■ **REQUIREMENT**: Copy the line with "instructions: Find the" and all lines following it through the last line of the entries, exactly as written.

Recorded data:
Start of Block

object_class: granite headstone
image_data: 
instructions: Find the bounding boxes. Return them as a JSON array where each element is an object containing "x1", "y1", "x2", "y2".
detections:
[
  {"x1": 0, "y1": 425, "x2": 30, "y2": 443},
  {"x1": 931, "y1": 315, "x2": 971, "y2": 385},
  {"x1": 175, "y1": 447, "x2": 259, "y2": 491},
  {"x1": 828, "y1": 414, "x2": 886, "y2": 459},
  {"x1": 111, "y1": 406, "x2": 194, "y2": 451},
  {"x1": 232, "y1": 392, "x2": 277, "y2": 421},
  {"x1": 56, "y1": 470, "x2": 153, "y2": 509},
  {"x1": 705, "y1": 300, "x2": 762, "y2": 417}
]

End of Block

■ **REPLY TO THE EXERCISE**:
instructions: Find the bounding boxes. Return them as a JSON array where each element is an object containing "x1", "y1", "x2", "y2".
detections:
[
  {"x1": 0, "y1": 425, "x2": 30, "y2": 443},
  {"x1": 931, "y1": 315, "x2": 971, "y2": 385},
  {"x1": 175, "y1": 447, "x2": 259, "y2": 491},
  {"x1": 828, "y1": 414, "x2": 886, "y2": 459},
  {"x1": 111, "y1": 406, "x2": 194, "y2": 451},
  {"x1": 232, "y1": 392, "x2": 277, "y2": 421},
  {"x1": 56, "y1": 470, "x2": 153, "y2": 509},
  {"x1": 705, "y1": 300, "x2": 762, "y2": 417}
]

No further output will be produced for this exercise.